Texto do exercício:
⁂

Os dados da Peic mostram os consumidores se endividando por prazos mais curtos e principalmente nas modalidades com maior grau de associação ao consumo de curto prazo.

O cartão de crédito é umas das principais escolhas, é um meio de pagamento altamente difundido e um tipo de crédito fácil, embora seja dos mais caros. Foi a modalidade de dívida que mais cresceu entre 2021 e 2022, e 85,6% dos consumidores endividados possuem dívidas no cartão. A evolução das carteiras digitais, os programas de pontos e cashback, também estimularam o endividamento no cartão de crédito, com as promessas de recompensas.

O uso dos carnês e cartões de loja igualmente vem crescendo: as famílias estão buscando mais o crédito direto com o varejo, fora do sistema financeiro tradicional, na dinâmica de diversificação do endividamento. Cerca de 18% do total de endividados possuem dívidas em carnês, proporção que aumentou nos últimos anos, sendo a segunda mais relevante entre as famílias de renda média e baixa.

⁂

Material de dados:
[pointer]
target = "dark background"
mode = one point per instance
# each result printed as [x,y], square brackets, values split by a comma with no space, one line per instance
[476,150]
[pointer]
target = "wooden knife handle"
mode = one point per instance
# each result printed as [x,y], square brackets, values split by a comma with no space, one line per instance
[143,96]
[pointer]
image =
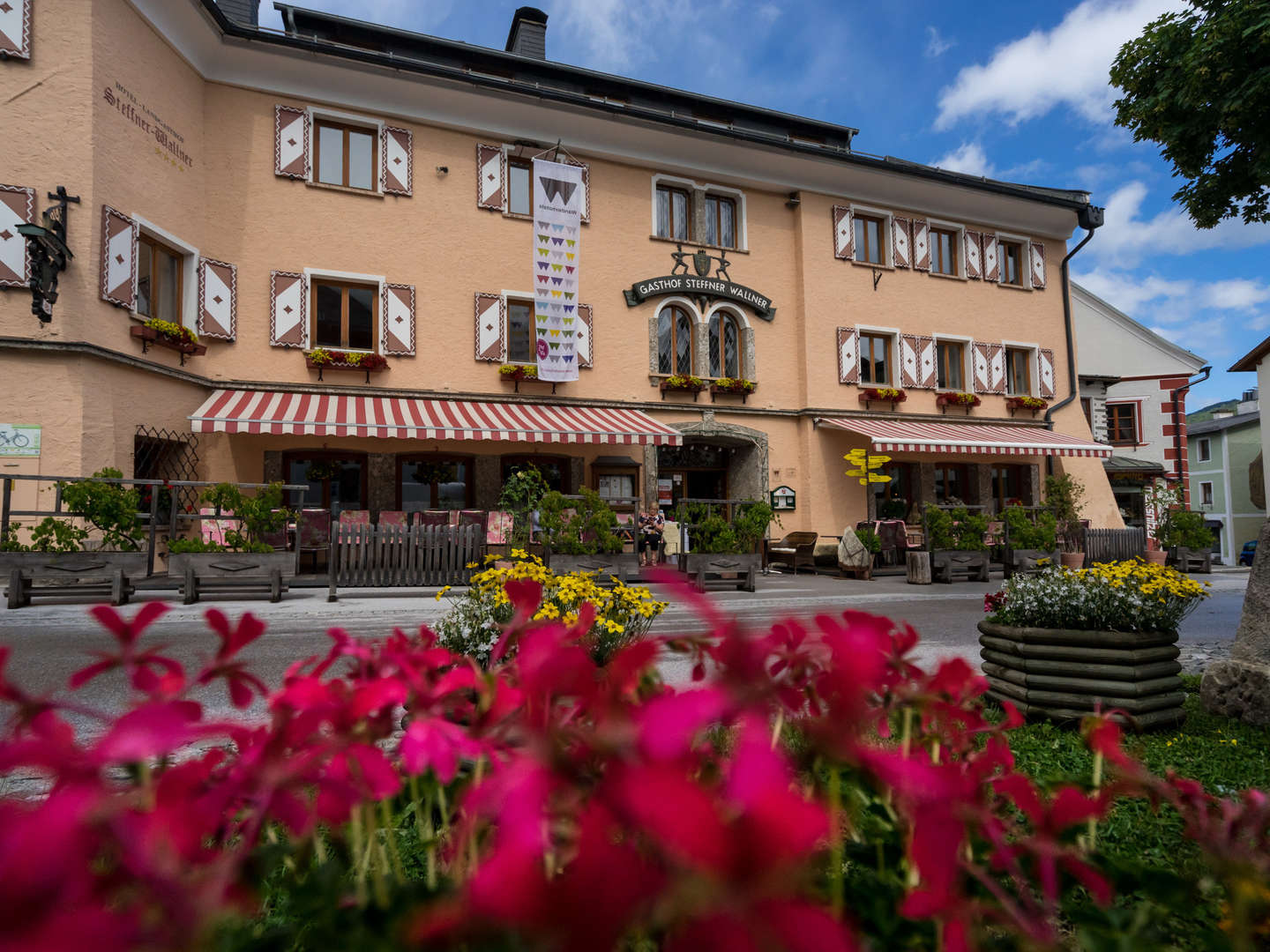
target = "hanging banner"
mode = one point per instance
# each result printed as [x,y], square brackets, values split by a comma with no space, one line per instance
[557,205]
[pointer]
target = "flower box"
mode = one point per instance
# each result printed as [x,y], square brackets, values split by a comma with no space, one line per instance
[1032,405]
[322,360]
[882,395]
[952,398]
[183,344]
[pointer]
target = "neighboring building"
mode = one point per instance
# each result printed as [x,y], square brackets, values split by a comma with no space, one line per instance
[1133,390]
[348,187]
[1226,476]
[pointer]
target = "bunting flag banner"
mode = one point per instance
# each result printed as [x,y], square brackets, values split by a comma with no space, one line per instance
[559,201]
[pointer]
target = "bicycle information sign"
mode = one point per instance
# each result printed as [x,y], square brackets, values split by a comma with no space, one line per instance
[19,439]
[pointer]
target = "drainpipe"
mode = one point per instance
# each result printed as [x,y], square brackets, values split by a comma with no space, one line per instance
[1090,217]
[1177,428]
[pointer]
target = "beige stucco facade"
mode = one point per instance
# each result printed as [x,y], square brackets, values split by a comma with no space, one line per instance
[103,70]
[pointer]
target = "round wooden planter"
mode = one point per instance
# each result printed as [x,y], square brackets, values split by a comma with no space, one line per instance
[1065,675]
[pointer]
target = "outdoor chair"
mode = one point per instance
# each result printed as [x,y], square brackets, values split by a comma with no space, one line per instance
[796,548]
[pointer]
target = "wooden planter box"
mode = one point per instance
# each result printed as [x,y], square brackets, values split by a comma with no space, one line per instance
[206,573]
[706,568]
[92,574]
[149,335]
[1068,674]
[623,565]
[946,562]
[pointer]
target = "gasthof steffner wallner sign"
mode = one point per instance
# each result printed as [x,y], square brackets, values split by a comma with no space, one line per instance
[700,285]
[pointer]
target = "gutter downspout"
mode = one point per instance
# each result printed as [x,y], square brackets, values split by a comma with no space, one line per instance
[1177,433]
[1090,217]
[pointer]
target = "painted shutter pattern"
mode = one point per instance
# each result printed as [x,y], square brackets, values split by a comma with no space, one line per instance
[843,233]
[489,323]
[217,300]
[990,265]
[585,339]
[1045,372]
[398,310]
[17,207]
[848,355]
[900,242]
[921,245]
[16,28]
[397,149]
[1038,264]
[290,143]
[288,306]
[490,175]
[973,254]
[118,258]
[990,368]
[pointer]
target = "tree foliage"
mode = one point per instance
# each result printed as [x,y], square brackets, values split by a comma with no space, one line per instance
[1198,83]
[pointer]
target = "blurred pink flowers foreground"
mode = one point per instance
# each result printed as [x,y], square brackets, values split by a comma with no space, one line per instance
[556,801]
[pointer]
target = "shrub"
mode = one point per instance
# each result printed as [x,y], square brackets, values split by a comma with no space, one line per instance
[1132,596]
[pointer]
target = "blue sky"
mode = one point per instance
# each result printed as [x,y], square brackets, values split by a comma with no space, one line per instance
[1016,92]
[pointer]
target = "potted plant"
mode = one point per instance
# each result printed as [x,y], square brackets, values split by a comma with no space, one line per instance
[957,398]
[100,553]
[1032,539]
[1065,643]
[955,539]
[244,559]
[579,534]
[1065,498]
[882,395]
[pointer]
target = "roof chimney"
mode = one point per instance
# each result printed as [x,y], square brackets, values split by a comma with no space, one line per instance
[528,33]
[245,11]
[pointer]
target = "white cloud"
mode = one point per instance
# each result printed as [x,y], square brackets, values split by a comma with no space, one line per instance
[1067,65]
[968,158]
[937,45]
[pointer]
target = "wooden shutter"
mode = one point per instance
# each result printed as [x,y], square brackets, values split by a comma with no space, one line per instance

⁂

Tarefas a realizar:
A. Reescreva o trecho do texto sobre endividamento entre "Os dados da" e "promessas de recompensas.", inclusive, trocando "consumidores" por "clientes".
B. Dê continuidade ao texto sobre o endividamento das famílias a partir do ponto em que ele termina.

Respostas em sequência:
A.
Os dados da Peic mostram os clientes se endividando por prazos mais curtos e principalmente nas modalidades com maior grau de associação ao consumo de curto prazo.

O cartão de crédito é umas das principais escolhas, é um meio de pagamento altamente difundido e um tipo de crédito fácil, embora seja dos mais caros. Foi a modalidade de dívida que mais cresceu entre 2021 e 2022, e 85,6% dos clientes endividados possuem dívidas no cartão. A evolução das carteiras digitais, os programas de pontos e cashback, também estimularam o endividamento no cartão de crédito, com as promessas de recompensas.

B.
A intensificação das operações de crédito pelas grandes varejistas estimula o endividamento nos carnês. O varejo é um grande detentor de informação e dados dos consumidores, e as grandes redes enxergam na ampliação de suas carteiras de crédito uma forma de ampliar a base de clientes e fidelizá-los.  

Uma dívida atrasada ou uma conta de consumo não paga são situações de inadimplência. E aqui cabe esclarecer uma confusão que é bastante comum: o endividado não necessariamente está inadimplente.

O consumidor torna-se inadimplente quando não respeita a data de vencimento do compromisso, e está sujeito às penalidades da ausência do pagamento (multa, juros de mora, negativação do CPF, corte no fornecimento do serviço, entre outras). O indivíduo pode contrair uma dívida ao usar o crédito, mas estar adimplente pagando a parcela em dia.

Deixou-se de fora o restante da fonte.